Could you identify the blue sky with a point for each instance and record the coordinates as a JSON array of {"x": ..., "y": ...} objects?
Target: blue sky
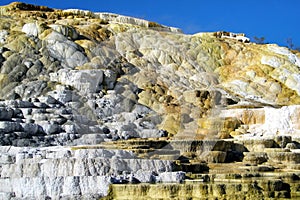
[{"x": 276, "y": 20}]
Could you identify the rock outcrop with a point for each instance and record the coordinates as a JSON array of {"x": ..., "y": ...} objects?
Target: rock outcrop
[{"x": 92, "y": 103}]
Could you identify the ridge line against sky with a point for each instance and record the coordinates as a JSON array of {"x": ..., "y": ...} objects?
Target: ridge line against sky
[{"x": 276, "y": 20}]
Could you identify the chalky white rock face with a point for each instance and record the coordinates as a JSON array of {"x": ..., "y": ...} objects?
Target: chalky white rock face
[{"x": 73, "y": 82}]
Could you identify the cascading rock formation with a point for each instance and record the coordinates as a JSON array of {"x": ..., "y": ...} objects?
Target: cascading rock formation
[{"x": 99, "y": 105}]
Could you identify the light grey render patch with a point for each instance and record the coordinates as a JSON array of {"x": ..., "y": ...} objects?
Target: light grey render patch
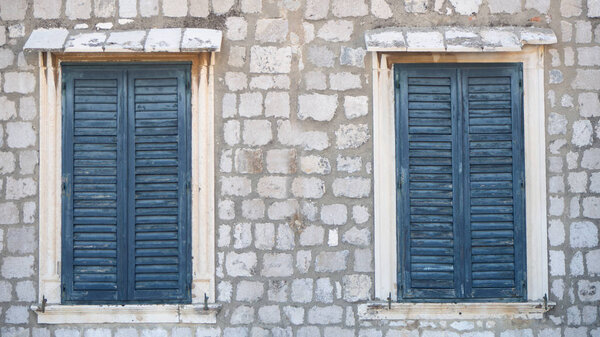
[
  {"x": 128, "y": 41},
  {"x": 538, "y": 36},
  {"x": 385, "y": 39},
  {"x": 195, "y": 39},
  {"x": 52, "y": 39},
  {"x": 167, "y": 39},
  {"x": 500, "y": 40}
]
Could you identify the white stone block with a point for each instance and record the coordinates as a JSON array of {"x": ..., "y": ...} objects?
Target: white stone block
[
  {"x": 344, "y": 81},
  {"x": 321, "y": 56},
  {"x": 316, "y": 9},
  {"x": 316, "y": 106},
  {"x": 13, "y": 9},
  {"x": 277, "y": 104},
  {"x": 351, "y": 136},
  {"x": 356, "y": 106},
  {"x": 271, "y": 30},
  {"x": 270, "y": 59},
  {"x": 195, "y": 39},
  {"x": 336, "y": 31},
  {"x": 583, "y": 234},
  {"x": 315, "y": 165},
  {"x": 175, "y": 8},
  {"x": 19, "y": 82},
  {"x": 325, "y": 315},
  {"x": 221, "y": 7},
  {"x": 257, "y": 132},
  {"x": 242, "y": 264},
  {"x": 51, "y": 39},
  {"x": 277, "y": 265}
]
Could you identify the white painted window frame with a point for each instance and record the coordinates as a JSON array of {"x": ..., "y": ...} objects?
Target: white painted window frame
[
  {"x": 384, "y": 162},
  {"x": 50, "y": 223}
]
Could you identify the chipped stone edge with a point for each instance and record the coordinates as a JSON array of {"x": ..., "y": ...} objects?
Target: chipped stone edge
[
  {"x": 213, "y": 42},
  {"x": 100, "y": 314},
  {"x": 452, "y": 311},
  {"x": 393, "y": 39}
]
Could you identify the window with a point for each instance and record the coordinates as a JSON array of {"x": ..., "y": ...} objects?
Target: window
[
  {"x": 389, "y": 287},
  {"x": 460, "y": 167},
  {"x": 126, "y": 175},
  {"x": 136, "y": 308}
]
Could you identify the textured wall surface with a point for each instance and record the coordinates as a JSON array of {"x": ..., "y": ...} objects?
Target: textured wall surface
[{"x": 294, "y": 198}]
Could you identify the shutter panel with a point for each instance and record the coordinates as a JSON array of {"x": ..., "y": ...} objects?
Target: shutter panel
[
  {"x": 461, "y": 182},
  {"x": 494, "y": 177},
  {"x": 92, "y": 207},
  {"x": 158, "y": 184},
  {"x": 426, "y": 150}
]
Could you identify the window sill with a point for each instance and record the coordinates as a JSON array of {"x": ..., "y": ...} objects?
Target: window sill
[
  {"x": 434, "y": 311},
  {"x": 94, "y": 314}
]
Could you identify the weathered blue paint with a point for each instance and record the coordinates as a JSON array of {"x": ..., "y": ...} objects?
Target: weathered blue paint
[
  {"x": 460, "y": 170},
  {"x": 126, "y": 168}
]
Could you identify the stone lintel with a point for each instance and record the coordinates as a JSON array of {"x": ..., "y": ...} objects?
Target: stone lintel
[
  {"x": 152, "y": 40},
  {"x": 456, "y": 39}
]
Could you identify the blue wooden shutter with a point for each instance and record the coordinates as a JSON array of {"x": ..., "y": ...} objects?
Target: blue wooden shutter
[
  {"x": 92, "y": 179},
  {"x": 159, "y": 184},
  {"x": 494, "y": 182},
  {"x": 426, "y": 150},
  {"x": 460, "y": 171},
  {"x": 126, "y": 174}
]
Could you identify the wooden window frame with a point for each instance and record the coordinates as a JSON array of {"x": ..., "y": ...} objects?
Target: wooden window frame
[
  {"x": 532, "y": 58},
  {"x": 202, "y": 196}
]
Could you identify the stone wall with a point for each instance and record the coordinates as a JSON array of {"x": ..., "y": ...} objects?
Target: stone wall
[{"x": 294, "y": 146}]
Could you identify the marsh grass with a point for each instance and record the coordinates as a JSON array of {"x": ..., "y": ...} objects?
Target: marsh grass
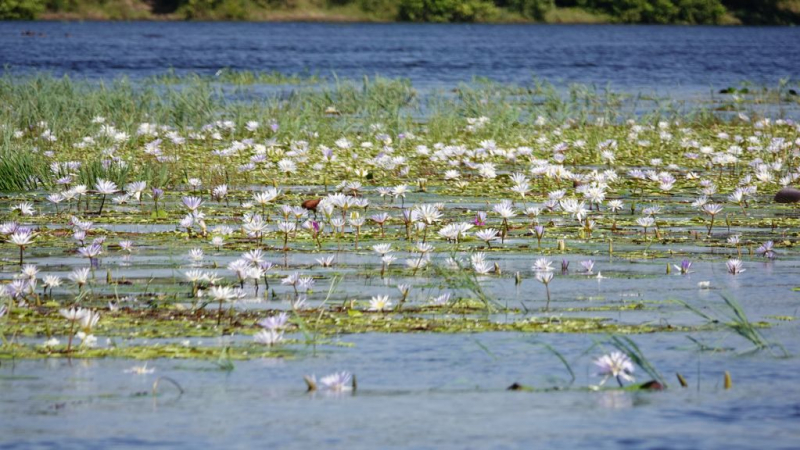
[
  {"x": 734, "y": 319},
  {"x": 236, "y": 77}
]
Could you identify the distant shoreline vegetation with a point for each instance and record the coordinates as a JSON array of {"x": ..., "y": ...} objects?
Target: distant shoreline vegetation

• • • • • • •

Exclude the pictures and give back the rest of the data above exactly as written.

Worked solution:
Could you identify the blue sky with a point for each instance and record the coordinates as a JSON array of {"x": ..., "y": ...} objects?
Target: blue sky
[{"x": 276, "y": 20}]
Could you identify the rock outcrop with a point for each instance and record the coordinates as a JSON array of {"x": ..., "y": ...} objects?
Target: rock outcrop
[{"x": 92, "y": 103}]
Could you identify the ridge line against sky with a point for each instance and record the coordinates as a JSON array of {"x": ..., "y": ...} objects?
Target: ridge line against sky
[{"x": 276, "y": 20}]
Could you identify the chalky white rock face with a point for each instance and record the coordinates as a JSON array of {"x": ..., "y": ...} objects?
Target: chalky white rock face
[{"x": 73, "y": 82}]
Could you identify the cascading rock formation with a point for each instance and record the coordinates as a JSON array of {"x": ..., "y": ...} objects?
Target: cascading rock formation
[{"x": 99, "y": 105}]
Could you identify the light grey render patch with a point for each instance and record the coordinates as a JSON array of {"x": ..., "y": ...} objects?
Target: light grey render patch
[
  {"x": 128, "y": 41},
  {"x": 538, "y": 36},
  {"x": 385, "y": 39},
  {"x": 195, "y": 39},
  {"x": 52, "y": 39},
  {"x": 167, "y": 39},
  {"x": 500, "y": 40}
]
Could you identify the white stone block with a point for each instance and record the coordinates as a JSON array of {"x": ..., "y": ...} objects?
Target: white stone block
[
  {"x": 344, "y": 81},
  {"x": 321, "y": 56},
  {"x": 316, "y": 9},
  {"x": 316, "y": 106},
  {"x": 13, "y": 9},
  {"x": 277, "y": 104},
  {"x": 351, "y": 136},
  {"x": 356, "y": 106},
  {"x": 271, "y": 30},
  {"x": 270, "y": 59},
  {"x": 195, "y": 39},
  {"x": 336, "y": 31},
  {"x": 583, "y": 234},
  {"x": 315, "y": 165},
  {"x": 175, "y": 8},
  {"x": 19, "y": 82},
  {"x": 325, "y": 315},
  {"x": 221, "y": 7},
  {"x": 257, "y": 132},
  {"x": 242, "y": 264},
  {"x": 51, "y": 39},
  {"x": 277, "y": 265}
]
Could you identify the white painted window frame with a point for each instance and record the coordinates as a JSON array of {"x": ..., "y": ...} objects?
Target: white painted window frame
[
  {"x": 384, "y": 162},
  {"x": 50, "y": 223}
]
Could you identify the chipped stone edge with a point for each instance and record the coordinates as a JSON array of {"x": ..., "y": ...} objects?
Target: chipped stone edge
[
  {"x": 213, "y": 42},
  {"x": 100, "y": 314},
  {"x": 452, "y": 311},
  {"x": 393, "y": 39}
]
Could you identify the window with a point for each instance and record the coordinates as a JSON array of {"x": ..., "y": ...} objects?
Target: window
[
  {"x": 389, "y": 287},
  {"x": 460, "y": 167},
  {"x": 126, "y": 175},
  {"x": 136, "y": 308}
]
Could you identify the textured wall surface with a point for each instance and record the coordinates as a JSON array of {"x": ..., "y": ...} objects?
Target: textured wall surface
[{"x": 294, "y": 198}]
Could you identify the shutter panel with a point for each instance and record the coordinates as a JSON array of {"x": ..., "y": ...} objects?
Target: shutter panel
[
  {"x": 461, "y": 182},
  {"x": 494, "y": 177},
  {"x": 92, "y": 207},
  {"x": 158, "y": 184},
  {"x": 426, "y": 150}
]
Could you identify the window sill with a point for each instance and record the coordinates as a JSON array of {"x": ..., "y": ...} objects?
Target: window sill
[
  {"x": 434, "y": 311},
  {"x": 94, "y": 314}
]
Could you identify the weathered blue paint with a point for each instance and record the coordinates as a JSON array of {"x": ..., "y": ...} objects?
Target: weathered blue paint
[
  {"x": 460, "y": 170},
  {"x": 126, "y": 168}
]
Could you identify the stone lintel with a point for each instance and record the coordinates as a JSON array of {"x": ..., "y": ...} objects?
Target: stone lintel
[
  {"x": 152, "y": 40},
  {"x": 456, "y": 39}
]
Could you identify the blue wooden shutter with a point for each instance and record the coordinates as a JSON array of {"x": ..., "y": ...} objects?
Target: blue wooden shutter
[
  {"x": 92, "y": 179},
  {"x": 159, "y": 184},
  {"x": 494, "y": 182},
  {"x": 426, "y": 150},
  {"x": 460, "y": 171},
  {"x": 126, "y": 174}
]
Could you identify the wooden window frame with a point for each instance and record the coordinates as a JSON array of {"x": ..., "y": ...} objects?
Target: wooden window frame
[
  {"x": 532, "y": 58},
  {"x": 202, "y": 196}
]
Could you identify the stone wall with a point for each instance and record the coordinates as a JSON array of {"x": ..., "y": ...} objects?
Target: stone wall
[{"x": 294, "y": 146}]
Could you identify the marsh grass with a point for each instance and record the coordinates as a JSON array of {"x": ..., "y": ...} objects?
Target: marsh grass
[
  {"x": 734, "y": 319},
  {"x": 236, "y": 77}
]
Could you identify the distant shoreline vegetation with a point for each instance and record the coordinates as a JSON array of {"x": ..., "y": ...} objects?
Target: distant shoreline vegetation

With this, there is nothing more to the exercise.